Discover How Leading Brands Navigate Amazon Profitability
Amazon’s marketplace is becoming increasingly competitive, and ensuring your brand is profitable is a vital factor for success. Knowing the different elements that play into Amazon profitability, and having the right tools to maximize them, can mean the difference between success and failure on the platform.
To help brands navigate this challenge, Envision Horizons, Getida, and EcomBalance have partnered up to create the most comprehensive guide to understanding and improving profitability on Amazon. This resource will help sellers identify key factors influencing their profits while offering actionable solutions to boost product sales and maximize profitability.
Download the full FREE eBook here, or continue reading for a synopsis of the Amazon Profitability eBook.

The Importance of Amazon Profitability
With over $64 billion dollars in eCommerce sales in Q4 of 2022, understanding how to play the Amazon game is of utmost importance for brands looking to expand their reach. Yet getting that reach at a favorable cost is a complex process.

^^^^

# Challenge:
Write what comes next in the Amazon profitability article, picking up after its last sentence.

(Point placement records)
^^^^

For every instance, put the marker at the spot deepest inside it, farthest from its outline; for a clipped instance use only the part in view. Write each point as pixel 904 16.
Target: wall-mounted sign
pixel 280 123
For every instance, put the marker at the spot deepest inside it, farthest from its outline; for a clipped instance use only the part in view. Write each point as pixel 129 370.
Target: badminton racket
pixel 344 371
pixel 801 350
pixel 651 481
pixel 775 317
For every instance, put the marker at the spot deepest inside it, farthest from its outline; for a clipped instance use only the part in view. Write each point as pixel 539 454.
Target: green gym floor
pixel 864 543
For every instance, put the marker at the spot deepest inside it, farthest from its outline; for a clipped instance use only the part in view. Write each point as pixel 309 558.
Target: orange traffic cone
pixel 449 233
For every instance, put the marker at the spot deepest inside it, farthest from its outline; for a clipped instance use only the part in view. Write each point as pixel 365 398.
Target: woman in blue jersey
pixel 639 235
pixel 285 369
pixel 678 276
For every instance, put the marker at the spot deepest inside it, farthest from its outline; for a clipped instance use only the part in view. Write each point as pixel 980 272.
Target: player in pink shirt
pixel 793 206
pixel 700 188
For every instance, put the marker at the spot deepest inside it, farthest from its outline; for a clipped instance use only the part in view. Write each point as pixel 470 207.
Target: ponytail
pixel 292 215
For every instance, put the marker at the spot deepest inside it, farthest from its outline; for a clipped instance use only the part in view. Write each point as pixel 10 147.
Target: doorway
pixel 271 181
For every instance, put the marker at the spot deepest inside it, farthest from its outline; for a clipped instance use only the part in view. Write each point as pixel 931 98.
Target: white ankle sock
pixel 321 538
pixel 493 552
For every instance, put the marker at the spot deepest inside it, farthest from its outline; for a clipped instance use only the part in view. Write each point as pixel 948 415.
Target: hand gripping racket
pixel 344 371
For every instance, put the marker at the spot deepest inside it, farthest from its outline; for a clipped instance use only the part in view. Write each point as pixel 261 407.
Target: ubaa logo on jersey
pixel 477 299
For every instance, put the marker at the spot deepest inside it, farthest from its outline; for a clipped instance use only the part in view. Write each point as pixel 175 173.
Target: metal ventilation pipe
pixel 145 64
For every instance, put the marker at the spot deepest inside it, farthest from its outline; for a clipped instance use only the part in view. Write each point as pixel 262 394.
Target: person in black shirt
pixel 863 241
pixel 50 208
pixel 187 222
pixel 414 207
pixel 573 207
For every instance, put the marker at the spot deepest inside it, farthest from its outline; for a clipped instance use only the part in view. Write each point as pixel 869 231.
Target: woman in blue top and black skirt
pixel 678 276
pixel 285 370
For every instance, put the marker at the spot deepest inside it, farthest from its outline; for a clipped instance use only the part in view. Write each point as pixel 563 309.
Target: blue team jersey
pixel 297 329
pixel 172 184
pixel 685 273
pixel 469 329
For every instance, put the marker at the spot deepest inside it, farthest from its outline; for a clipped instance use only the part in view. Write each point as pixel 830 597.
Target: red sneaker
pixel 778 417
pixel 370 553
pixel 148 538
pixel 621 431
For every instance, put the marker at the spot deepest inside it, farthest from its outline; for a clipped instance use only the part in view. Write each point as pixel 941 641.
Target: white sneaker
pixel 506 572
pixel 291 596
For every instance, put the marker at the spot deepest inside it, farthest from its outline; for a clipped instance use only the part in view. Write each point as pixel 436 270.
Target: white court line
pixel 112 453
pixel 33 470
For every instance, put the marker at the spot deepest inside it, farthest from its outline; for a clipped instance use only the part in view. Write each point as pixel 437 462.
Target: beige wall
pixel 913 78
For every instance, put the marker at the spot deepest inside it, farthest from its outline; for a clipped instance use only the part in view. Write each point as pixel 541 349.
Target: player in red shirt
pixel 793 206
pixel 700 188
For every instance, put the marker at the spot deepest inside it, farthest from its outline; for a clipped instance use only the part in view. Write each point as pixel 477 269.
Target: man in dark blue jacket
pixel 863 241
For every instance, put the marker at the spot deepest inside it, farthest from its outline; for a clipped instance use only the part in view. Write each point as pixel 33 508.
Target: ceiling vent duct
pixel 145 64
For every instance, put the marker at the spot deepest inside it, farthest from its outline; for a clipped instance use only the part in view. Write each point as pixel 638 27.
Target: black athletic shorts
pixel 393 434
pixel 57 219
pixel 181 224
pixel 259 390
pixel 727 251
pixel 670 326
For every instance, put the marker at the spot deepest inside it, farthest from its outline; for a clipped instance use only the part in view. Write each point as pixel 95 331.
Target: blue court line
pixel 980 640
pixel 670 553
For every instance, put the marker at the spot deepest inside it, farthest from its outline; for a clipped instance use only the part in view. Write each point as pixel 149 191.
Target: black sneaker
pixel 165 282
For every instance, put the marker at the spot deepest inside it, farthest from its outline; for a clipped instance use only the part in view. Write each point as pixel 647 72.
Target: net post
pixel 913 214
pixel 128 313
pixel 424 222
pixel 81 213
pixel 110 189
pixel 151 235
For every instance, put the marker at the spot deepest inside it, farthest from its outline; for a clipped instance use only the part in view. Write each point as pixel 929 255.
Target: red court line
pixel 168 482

^^^^

# Output of the exercise:
The following guide should serve as a handbook for navigating profitability on Amazon. We tackle big questions like…
“How can brands survive in an ecosystem that favors constant price reduction and increased reliance on advertising dollars?”
“Does it make sense to leverage Amazon’s fulfillment network for efficiency and does it make sense to maintain price parity across the omnichannel landscape?”
For brands, this guide runs through many of the different factors that may affect profitability and based on that, provides insightful actions to increase margins immediately.
“In uncertain economic times, brands that are able to get full transparency into their profitability on any channel, not just Amazon, will win.”
-Laura Meyer
The Cost of Selling on Amazon: The Burying of Costs
Uncovering true profitability on Amazon can be a cumbersome task. The first step in maximizing your Amazon profitability is understanding the fees and costs associated with selling on the platform. These include things like listing fees, storage fees, referral fees (the percentage of each sale that goes to Amazon), FBA (Fulfillment by Amazon) fees for storing and shipping inventory, advertising costs, and more. Knowing how much each fee or cost is—and how it affects your bottom line—will help you make informed decisions about how to maximize your profits.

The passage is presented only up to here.